本文抜粋:
━━━━━━━━━━━━━━━━━━━━━━━━━━━━━━
夏休み旅その5、ラベンナ3
アリアーニ洗礼堂の係員に、是非と勧められて、訪ねたのが、こちら、テオドリコの宮殿、Palazzo detto di Teodoricoと言われている建物です。
わたしのいい加減な記憶なんて、まったくあてにはならないものの、ここは来たこともないし、存在すら気づいてなかったような気もします。そもそも、以前ラベンナに来たときは、どのときも、中世にはまっていたからではなく、ただ、モザイクが見たかったのが理由ですから。
テオドリコは、西ゴートの王様で、ラベンナを5世紀終わりに支配した人ですが、その時代、ラベンナはローマ帝国首都だったわけですよね。今はただの地方都市である現実を考えると、歴史って、面白いなぁ、と、しみじみ考えさせられる町でもあります、ここは。
さて、この建物、テオドリコの宮殿、と言われてはいますが、本当は、そんなことはなく、8世紀から9世紀頃に建てられた教会サン・サルバトーレのナルテックス部分だったと、研究者には考えられているようです。
ただ、その教会の壁が、実際にテオドリコの宮殿と接していたのでは、ということらしい。
━━━━━━━━━━━━━━━━━━━━━━━━━━━━━━
依頼内容: 本文のうち、「わたしのいい加減な記憶なんて」を含む語句で始まり「たのでは、ということらしい。」で終わる部分を、一字一句たがえずに書き写してもらえますか。 これに続く行は、本文とは別個の資料です。

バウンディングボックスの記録
━━━━━━━━━━━━━━━━━━━━━━━━━━━━━━
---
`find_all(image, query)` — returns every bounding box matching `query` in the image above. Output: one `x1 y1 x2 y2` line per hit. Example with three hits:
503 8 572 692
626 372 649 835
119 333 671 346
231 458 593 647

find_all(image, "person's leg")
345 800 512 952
━━━━━━━━━━━━━━━━━━━━━━━━━━━━━━
解答例:
わたしのいい加減な記憶なんて、まったくあてにはならないものの、ここは来たこともないし、存在すら気づいてなかったような気もします。そもそも、以前ラベンナに来たときは、どのときも、中世にはまっていたからではなく、ただ、モザイクが見たかったのが理由ですから。
テオドリコは、西ゴートの王様で、ラベンナを5世紀終わりに支配した人ですが、その時代、ラベンナはローマ帝国首都だったわけですよね。今はただの地方都市である現実を考えると、歴史って、面白いなぁ、と、しみじみ考えさせられる町でもあります、ここは。
さて、この建物、テオドリコの宮殿、と言われてはいますが、本当は、そんなことはなく、8世紀から9世紀頃に建てられた教会サン・サルバトーレのナルテックス部分だったと、研究者には考えられているようです。
ただ、その教会の壁が、実際にテオドリコの宮殿と接していたのでは、ということらしい。